▽
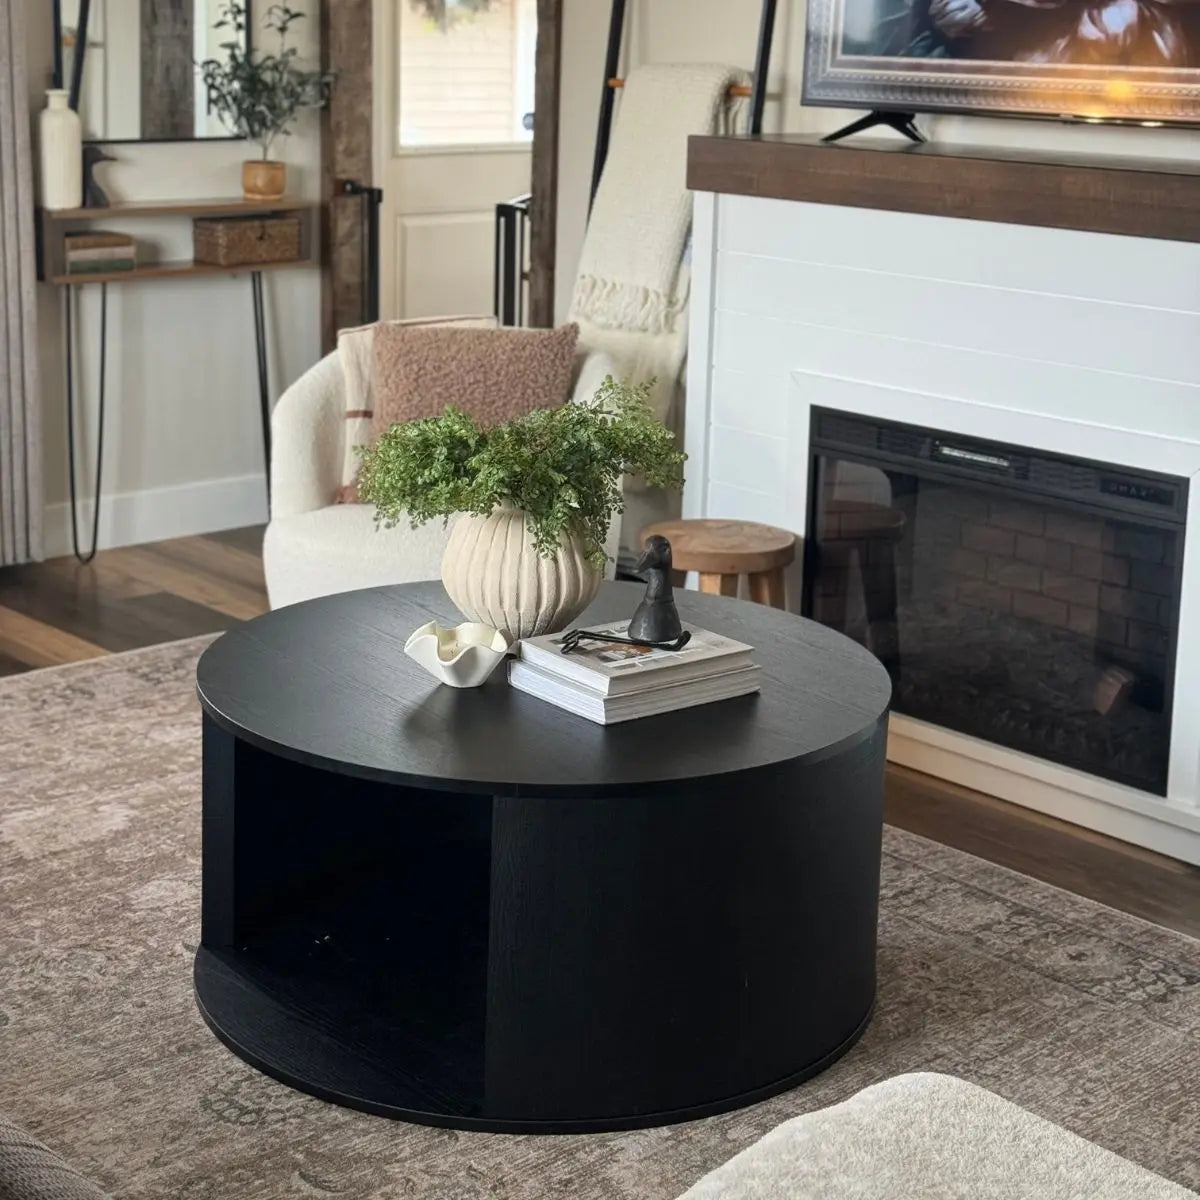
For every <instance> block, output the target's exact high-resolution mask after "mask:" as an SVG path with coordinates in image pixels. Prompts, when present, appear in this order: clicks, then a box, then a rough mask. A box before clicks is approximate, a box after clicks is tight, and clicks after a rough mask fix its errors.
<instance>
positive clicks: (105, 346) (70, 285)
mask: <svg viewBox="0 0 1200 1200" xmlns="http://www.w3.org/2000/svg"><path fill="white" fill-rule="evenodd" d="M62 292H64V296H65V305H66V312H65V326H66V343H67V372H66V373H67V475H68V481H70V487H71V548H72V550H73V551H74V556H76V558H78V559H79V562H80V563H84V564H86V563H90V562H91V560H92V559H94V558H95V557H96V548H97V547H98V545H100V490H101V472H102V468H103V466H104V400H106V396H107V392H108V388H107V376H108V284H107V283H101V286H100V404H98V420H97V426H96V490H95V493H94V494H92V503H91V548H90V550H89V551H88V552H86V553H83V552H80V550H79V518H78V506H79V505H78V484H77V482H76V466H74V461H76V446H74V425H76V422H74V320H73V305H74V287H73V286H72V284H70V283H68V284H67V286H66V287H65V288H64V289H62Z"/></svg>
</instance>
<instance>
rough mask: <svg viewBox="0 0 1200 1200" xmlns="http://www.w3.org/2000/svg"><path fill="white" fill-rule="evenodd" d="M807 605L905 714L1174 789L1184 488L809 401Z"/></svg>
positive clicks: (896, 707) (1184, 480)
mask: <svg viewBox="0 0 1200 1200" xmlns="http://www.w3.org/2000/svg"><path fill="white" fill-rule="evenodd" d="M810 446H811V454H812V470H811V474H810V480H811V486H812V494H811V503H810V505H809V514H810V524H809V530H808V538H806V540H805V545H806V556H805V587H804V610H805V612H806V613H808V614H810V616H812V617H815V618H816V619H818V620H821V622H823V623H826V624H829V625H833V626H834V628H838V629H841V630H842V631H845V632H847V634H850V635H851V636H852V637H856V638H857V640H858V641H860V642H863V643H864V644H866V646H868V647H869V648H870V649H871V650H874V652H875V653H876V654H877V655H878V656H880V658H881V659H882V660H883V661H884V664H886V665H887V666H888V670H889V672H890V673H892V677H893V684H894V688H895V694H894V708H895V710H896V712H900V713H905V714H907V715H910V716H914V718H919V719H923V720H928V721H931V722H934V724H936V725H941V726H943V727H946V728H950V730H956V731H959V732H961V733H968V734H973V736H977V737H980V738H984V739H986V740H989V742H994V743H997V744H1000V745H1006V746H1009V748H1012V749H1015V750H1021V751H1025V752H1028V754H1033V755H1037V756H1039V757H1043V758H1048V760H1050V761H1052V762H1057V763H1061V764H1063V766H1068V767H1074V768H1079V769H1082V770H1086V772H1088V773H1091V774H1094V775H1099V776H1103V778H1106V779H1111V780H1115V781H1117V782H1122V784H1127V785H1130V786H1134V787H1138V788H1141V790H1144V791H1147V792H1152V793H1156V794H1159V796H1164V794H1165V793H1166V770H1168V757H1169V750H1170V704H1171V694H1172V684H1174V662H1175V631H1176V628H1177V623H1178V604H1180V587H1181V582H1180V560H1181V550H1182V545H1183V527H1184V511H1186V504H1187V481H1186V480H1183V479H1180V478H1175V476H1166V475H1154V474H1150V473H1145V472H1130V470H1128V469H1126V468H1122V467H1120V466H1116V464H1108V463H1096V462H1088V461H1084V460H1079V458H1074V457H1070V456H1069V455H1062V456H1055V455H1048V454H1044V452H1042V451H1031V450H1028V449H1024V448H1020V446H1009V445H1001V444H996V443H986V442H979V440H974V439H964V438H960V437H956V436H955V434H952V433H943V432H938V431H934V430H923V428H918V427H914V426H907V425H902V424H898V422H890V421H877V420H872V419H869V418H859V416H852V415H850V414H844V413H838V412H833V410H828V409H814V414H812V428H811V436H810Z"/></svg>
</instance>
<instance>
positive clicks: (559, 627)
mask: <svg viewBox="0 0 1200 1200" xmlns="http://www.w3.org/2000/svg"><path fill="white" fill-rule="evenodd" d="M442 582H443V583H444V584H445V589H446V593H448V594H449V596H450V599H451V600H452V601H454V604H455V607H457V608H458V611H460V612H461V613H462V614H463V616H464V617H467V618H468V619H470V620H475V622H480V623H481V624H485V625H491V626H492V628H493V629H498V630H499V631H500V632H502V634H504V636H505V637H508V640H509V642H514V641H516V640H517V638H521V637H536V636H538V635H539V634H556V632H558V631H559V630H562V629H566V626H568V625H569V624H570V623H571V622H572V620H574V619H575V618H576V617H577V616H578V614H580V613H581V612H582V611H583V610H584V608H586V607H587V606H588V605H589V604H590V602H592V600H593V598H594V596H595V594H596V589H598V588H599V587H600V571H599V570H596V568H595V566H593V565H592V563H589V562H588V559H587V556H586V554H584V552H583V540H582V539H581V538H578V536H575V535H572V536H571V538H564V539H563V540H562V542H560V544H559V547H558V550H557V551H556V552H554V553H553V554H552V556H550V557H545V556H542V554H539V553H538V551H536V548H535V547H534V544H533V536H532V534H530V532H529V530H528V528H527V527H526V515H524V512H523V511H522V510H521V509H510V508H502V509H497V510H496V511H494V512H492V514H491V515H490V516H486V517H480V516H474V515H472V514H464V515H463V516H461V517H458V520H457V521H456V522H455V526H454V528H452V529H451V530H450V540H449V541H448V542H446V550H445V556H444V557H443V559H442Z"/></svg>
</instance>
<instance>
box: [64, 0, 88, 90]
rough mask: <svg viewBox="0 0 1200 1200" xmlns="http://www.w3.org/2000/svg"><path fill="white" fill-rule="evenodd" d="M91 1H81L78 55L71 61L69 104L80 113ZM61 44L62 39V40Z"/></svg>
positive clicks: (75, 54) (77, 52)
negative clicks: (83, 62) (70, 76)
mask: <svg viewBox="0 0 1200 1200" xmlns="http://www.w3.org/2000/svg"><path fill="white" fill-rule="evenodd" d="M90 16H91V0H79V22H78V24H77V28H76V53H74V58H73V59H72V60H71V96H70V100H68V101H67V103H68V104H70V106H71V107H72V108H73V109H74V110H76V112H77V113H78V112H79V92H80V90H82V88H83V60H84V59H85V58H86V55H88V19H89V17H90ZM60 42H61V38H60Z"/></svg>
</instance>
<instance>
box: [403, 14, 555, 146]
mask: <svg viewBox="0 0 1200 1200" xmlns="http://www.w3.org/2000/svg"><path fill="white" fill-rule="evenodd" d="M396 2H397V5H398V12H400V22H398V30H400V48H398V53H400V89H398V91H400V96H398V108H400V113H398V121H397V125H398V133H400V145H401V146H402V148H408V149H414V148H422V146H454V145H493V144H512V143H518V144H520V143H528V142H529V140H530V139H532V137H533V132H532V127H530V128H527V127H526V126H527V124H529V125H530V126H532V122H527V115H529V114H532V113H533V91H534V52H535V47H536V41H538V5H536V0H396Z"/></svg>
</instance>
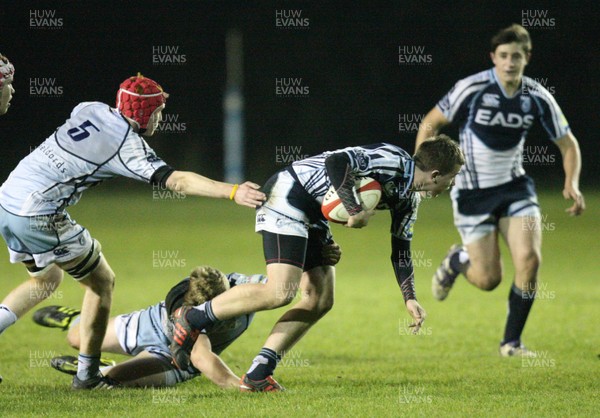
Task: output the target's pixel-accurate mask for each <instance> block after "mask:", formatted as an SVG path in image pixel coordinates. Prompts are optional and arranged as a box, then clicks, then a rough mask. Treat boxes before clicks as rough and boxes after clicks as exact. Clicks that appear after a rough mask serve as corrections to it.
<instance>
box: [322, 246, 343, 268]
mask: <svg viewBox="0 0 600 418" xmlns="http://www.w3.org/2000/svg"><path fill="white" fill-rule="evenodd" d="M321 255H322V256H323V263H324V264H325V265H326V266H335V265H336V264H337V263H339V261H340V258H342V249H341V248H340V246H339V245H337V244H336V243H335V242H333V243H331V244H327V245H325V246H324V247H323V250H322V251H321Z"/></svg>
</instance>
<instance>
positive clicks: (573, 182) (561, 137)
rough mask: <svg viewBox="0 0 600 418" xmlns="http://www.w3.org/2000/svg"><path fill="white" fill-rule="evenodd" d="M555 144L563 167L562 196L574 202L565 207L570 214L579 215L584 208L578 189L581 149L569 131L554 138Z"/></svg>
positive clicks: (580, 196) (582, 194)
△
Copy out every line of the records above that contains the word "positive". Treat uppercase and lowercase as different.

positive clicks: (105, 346) (70, 285)
positive clicks: (896, 707) (1184, 480)
positive clicks: (559, 627)
positive clicks: (75, 54) (77, 52)
positive clicks: (573, 182) (561, 137)
positive clicks: (580, 196) (582, 194)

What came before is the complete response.